» **Exercise 1**: Scale down the rows from their start through the line holding "(1259, 319)", including both of those lines. Repeat each of these lines, requests included, with every point coordinate in the answers multiplied by 0.3 and rounded to the nearest whole number (halves up), and omit the pictures.

» **Text to read**:
====

Fulfillment et al. (2022) studied stock market forecasting in six different domains using LSTM. He aimed to predict the next 3 h using hourly historical stock data. The model was trained to classify three classes—namely, increasing 0–1%, increasing above 1%, and not increasing (less than 0%). The accuracy results ranged from 49.75 to 59.5%. That study also built a stock trading simulator to test the model on real-world stock trading activity. With that simulator, he managed to make profit in all six stock domains with an average of 6.89%.

Nelson et al. (2022) examined LSTM for predicting 15-min trends in stock prices using technical indicators. They used 175 technical indicators (i.e., external technical analysis library) and the open, close, minimum, maximum, and volume as inputs for the model. They compared their model with a baseline consisting of multilayer perceptron, random forest, and pseudo-random models. The accuracy of LSTM for different stocks ranged from 53 to 55.9%. They concluded that LSTM performed significantly better than the baseline models, according to the Kruskal–Wallis test.

More recently, Fischer and Krauss (2022) applied LSTM to the stock market. They investigated many different aspects of the stock market and found that LSTM was very successful for predicting future prices for that type of time-series data. They also compared LSTM with more traditional machine learning tools to show its superior performance.

Similarly, Di Persio and Honchar (2022) applied LSTM and two other traditional neural network based machine learning tools to future price prediction. They also analyzed ensemble-based solutions by combining results obtained using different tools.

In addition to traditional exchanges, many studies have also investigated Forex. Some studies of Forex based on traditional machine learning tools are discussed below.

Galeshchuk and Mukherjee (2022) investigated the performance of a convolutional neural network (CNN) for predicting the direction of change in Forex. Using the daily closing rates of EUR/USD, GBP/USD, and USD/JPY, they compared the results of CNN with their baseline models and SVM. While the baseline models and SVM had an accuracy of around 65%, their proposed CNN model had an accuracy of about 75%.

Meanwhile, Kayal (2010) investigated the use of MLP in Forex. That work used basic technical indicators as inputs.

Ghazali et al. (2009) also investigated the use of neural networks for Forex. They proposed a higher-order neural network called a dynamic ridge polynomial neural network (DRPNN). In their experiments, DRPNN performed better than a ridge polynomial neural network (RPNN) and a pi-sigma neural network (PSNN).

====

» **Data to use**:

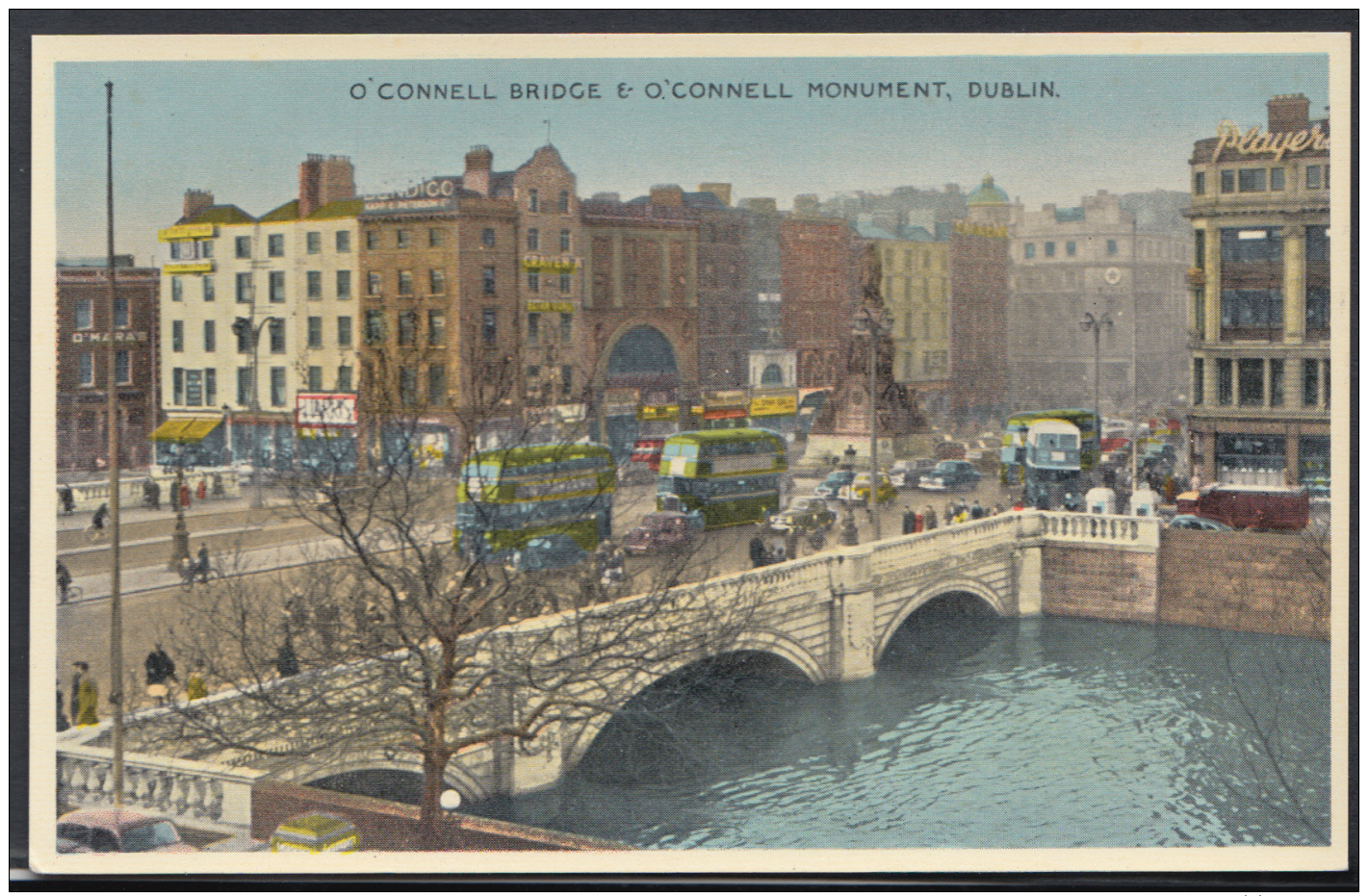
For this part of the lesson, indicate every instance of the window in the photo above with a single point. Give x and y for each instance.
(408, 327)
(437, 383)
(1251, 380)
(489, 325)
(278, 387)
(1309, 382)
(1224, 380)
(374, 327)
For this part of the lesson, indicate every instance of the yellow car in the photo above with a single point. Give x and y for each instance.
(858, 490)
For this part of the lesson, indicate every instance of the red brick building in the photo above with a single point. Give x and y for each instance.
(82, 361)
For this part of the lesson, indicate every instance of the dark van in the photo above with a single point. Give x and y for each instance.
(1274, 508)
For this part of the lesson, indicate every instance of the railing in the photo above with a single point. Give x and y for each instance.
(194, 794)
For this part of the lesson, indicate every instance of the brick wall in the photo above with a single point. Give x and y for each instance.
(1254, 581)
(1098, 583)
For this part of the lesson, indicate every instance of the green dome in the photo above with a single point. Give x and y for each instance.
(988, 194)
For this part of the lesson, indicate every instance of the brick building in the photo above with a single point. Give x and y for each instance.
(82, 293)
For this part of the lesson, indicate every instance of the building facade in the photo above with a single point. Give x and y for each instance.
(82, 292)
(1259, 319)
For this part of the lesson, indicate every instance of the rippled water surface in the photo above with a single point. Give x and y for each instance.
(1044, 732)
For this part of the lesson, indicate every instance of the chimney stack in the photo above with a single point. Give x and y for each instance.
(478, 165)
(324, 179)
(1289, 113)
(195, 201)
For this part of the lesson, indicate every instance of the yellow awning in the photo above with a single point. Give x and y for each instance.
(185, 431)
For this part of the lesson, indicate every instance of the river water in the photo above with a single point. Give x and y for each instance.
(975, 732)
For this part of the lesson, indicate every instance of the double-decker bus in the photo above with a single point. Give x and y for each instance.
(731, 476)
(1014, 441)
(506, 497)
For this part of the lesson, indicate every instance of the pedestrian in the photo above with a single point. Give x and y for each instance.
(85, 697)
(64, 581)
(757, 551)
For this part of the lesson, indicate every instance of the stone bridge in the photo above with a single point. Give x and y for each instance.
(831, 614)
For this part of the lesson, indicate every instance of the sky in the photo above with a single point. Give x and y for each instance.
(240, 129)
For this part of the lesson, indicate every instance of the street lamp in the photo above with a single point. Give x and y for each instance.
(244, 328)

====

» **Exercise 2**:
Answer the following from the passage on stock and Forex forecasting:
(a) How many technical indicators did Nelson et al. (2022) use as inputs?
(b) What accuracy did the CNN model of Galeshchuk and Mukherjee (2022) reach?
(c) What neural network did Ghazali et al. (2009) propose?

» **Full solution 1**:
For this part of the lesson, indicate every instance of the window in the photo above with a single point. Give x and y for each instance.
(122, 98)
(131, 115)
(375, 114)
(147, 98)
(83, 116)
(393, 115)
(367, 114)
(112, 98)
For this part of the lesson, indicate every instance of the yellow car in the photo above with a single point. Give x and y for each instance.
(257, 147)
For this part of the lesson, indicate every instance of the red brick building in the photo above with a single point. Give x and y for each instance.
(25, 108)
For this part of the lesson, indicate every instance of the dark van in the photo above with a single point. Give x and y for each instance.
(382, 152)
For this part of the lesson, indicate every instance of the railing in the photo above with a single point. Give x and y for each instance.
(58, 238)
For this part of the lesson, indicate every instance of the brick wall in the photo above with a single point. Give x and y for each instance.
(376, 174)
(329, 175)
For this part of the lesson, indicate every instance of the green dome in the photo above with a single point. Give x and y for each instance.
(296, 58)
For this part of the lesson, indicate every instance of the brick building in the photo above with a single point. Give x and y for each instance.
(25, 88)
For this part of the lesson, indicate every instance of the building facade in the photo above with a single point. Give x and y for each instance.
(25, 88)
(378, 96)

» **Full solution 2**:
(a) 175
(b) About 75%
(c) A dynamic ridge polynomial neural network (DRPNN)